== Data for this exercise

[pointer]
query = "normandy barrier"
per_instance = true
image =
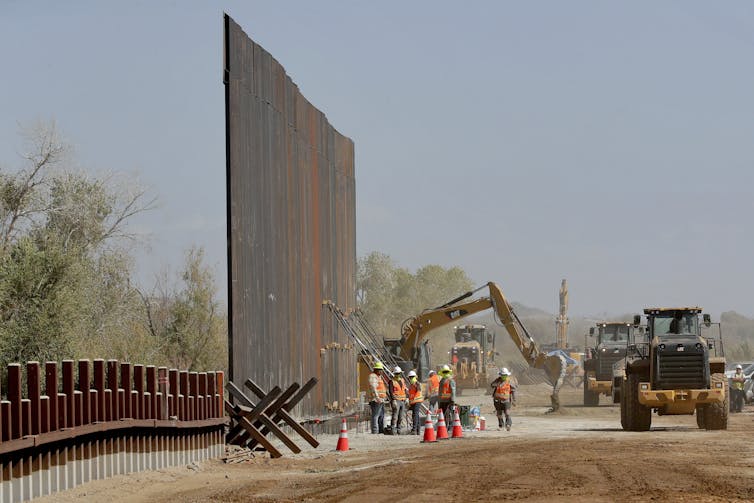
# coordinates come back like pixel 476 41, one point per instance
pixel 65 425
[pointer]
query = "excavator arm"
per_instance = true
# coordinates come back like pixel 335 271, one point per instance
pixel 415 329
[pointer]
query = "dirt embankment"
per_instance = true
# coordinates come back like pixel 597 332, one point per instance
pixel 577 454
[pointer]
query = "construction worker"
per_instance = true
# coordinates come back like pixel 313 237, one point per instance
pixel 433 389
pixel 446 396
pixel 737 389
pixel 377 397
pixel 398 394
pixel 503 397
pixel 415 400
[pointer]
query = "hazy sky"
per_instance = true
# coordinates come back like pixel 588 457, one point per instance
pixel 608 143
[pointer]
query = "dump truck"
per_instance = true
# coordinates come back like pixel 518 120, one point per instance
pixel 609 343
pixel 673 369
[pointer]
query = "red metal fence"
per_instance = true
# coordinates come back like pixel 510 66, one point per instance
pixel 62 425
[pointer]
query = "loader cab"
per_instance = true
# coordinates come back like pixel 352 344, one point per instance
pixel 608 345
pixel 680 355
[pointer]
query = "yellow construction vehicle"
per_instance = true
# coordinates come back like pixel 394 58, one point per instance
pixel 472 356
pixel 610 342
pixel 412 344
pixel 673 370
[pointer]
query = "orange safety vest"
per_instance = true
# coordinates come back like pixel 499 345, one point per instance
pixel 503 391
pixel 399 390
pixel 381 388
pixel 433 385
pixel 446 392
pixel 415 393
pixel 738 381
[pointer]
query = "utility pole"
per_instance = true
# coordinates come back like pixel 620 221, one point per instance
pixel 561 324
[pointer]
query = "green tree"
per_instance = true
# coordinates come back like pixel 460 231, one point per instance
pixel 187 320
pixel 63 260
pixel 388 294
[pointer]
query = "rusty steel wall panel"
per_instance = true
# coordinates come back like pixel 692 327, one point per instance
pixel 291 232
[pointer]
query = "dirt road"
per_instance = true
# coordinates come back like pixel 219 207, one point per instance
pixel 578 454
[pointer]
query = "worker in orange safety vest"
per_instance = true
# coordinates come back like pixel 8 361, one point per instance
pixel 503 397
pixel 446 396
pixel 415 400
pixel 433 389
pixel 398 393
pixel 377 397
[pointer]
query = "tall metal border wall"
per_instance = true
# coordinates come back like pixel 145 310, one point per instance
pixel 291 232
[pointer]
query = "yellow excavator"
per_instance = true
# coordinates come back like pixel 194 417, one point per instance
pixel 411 345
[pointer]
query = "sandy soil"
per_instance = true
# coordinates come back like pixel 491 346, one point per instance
pixel 577 454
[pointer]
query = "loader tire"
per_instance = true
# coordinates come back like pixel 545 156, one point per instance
pixel 716 413
pixel 591 399
pixel 638 417
pixel 700 416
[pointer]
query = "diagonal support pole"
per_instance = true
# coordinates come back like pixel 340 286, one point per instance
pixel 283 414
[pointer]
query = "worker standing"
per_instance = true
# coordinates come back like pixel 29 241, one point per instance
pixel 433 388
pixel 503 397
pixel 446 396
pixel 377 397
pixel 398 394
pixel 737 391
pixel 415 400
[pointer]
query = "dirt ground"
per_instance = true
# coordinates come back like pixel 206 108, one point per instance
pixel 577 454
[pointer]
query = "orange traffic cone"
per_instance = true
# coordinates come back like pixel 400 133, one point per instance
pixel 442 430
pixel 429 430
pixel 343 439
pixel 457 430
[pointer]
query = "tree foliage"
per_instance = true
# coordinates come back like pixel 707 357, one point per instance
pixel 66 288
pixel 388 294
pixel 187 320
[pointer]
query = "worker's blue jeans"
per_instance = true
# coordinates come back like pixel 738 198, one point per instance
pixel 378 416
pixel 416 412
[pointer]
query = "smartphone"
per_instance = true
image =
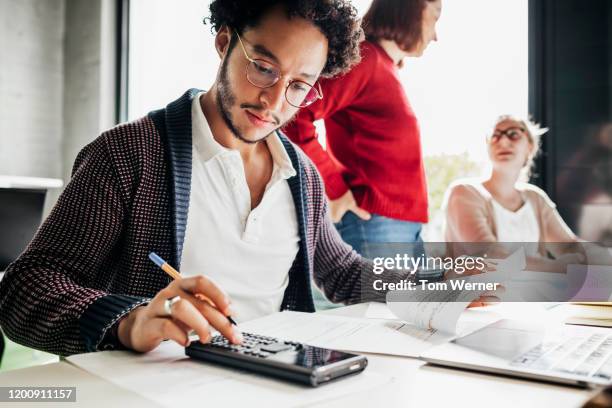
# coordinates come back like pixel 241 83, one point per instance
pixel 286 360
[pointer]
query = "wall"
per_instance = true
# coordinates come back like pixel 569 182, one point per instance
pixel 574 99
pixel 57 83
pixel 31 87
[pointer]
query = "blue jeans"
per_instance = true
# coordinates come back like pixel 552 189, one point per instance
pixel 371 239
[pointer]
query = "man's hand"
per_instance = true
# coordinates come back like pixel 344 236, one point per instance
pixel 147 326
pixel 346 202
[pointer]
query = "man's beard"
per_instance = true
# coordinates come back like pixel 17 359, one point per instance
pixel 226 99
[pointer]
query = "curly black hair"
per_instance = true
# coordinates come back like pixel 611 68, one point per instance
pixel 337 20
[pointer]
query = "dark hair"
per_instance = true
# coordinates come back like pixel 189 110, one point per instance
pixel 396 20
pixel 337 20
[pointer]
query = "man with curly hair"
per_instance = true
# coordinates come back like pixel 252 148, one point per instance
pixel 209 184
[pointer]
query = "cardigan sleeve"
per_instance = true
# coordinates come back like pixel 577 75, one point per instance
pixel 46 297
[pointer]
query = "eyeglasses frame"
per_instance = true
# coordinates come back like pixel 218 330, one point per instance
pixel 316 86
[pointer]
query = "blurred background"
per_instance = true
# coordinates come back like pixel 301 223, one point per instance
pixel 73 68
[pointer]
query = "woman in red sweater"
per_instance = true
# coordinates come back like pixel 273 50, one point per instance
pixel 373 166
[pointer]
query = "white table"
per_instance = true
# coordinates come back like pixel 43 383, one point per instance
pixel 416 385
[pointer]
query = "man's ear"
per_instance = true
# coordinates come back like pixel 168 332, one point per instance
pixel 222 41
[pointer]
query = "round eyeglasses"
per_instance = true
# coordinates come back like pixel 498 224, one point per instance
pixel 513 134
pixel 264 74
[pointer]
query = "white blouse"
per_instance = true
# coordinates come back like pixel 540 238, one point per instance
pixel 520 226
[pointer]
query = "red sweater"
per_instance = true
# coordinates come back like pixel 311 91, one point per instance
pixel 372 136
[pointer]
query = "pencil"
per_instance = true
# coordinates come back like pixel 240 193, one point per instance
pixel 165 266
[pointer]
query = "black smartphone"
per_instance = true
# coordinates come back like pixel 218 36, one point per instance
pixel 281 359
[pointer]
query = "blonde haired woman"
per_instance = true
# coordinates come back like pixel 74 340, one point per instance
pixel 506 208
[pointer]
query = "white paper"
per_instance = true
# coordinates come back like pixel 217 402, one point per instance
pixel 347 333
pixel 424 309
pixel 170 378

====

Exercise task :: How many lines of the records above contain the string “curly”? Reply with only the number.

Reply :: 2